- [EXERCISE] Here are some records. Transcribe all of them exactly.

- [Region pointing data]
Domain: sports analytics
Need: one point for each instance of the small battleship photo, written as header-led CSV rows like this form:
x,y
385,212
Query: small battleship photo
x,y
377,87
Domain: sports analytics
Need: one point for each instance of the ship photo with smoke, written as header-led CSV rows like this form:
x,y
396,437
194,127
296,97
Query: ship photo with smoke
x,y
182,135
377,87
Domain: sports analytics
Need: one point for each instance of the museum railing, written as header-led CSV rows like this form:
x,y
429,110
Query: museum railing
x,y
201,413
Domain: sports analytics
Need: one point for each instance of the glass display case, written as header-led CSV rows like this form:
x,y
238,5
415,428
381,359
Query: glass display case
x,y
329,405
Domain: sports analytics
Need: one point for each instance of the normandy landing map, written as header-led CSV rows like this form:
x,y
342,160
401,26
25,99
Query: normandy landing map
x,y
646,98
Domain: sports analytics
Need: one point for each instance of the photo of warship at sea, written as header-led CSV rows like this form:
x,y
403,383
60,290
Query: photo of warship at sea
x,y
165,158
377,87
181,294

- [EXPECTED ANSWER]
Domain: sports analytics
Need: one point for each instance of the small battleship photo, written as header-led CSV rows like this form:
x,y
385,212
Query: small battleship photo
x,y
377,87
Domain: sports analytics
Need: one point for each instance of the ship photo with smoke, written as header-led CSV rows like this form:
x,y
396,437
194,127
296,97
Query: ship photo with smoke
x,y
182,135
377,87
Domain: sports analytics
Need: one point for each instance of the museum railing, written as header-led CSV rows like this form:
x,y
429,110
Query: museum railing
x,y
201,413
Domain: sports analytics
Need: one point for each instance of the glass display case, written as header-led CSV rows like this form:
x,y
238,5
415,428
381,359
Query: glass display case
x,y
329,405
Domain: sports analytics
Need: one point for each instance of the normandy landing map, written as header-led CSV rows like this form:
x,y
342,160
401,26
25,99
Query: normandy landing map
x,y
646,98
Domain: sports analytics
Need: one point for each instance of the photo of warship at sea, written as header-led CSV rows like this form:
x,y
403,383
60,290
Query: photo of warship at sea
x,y
165,158
377,87
181,294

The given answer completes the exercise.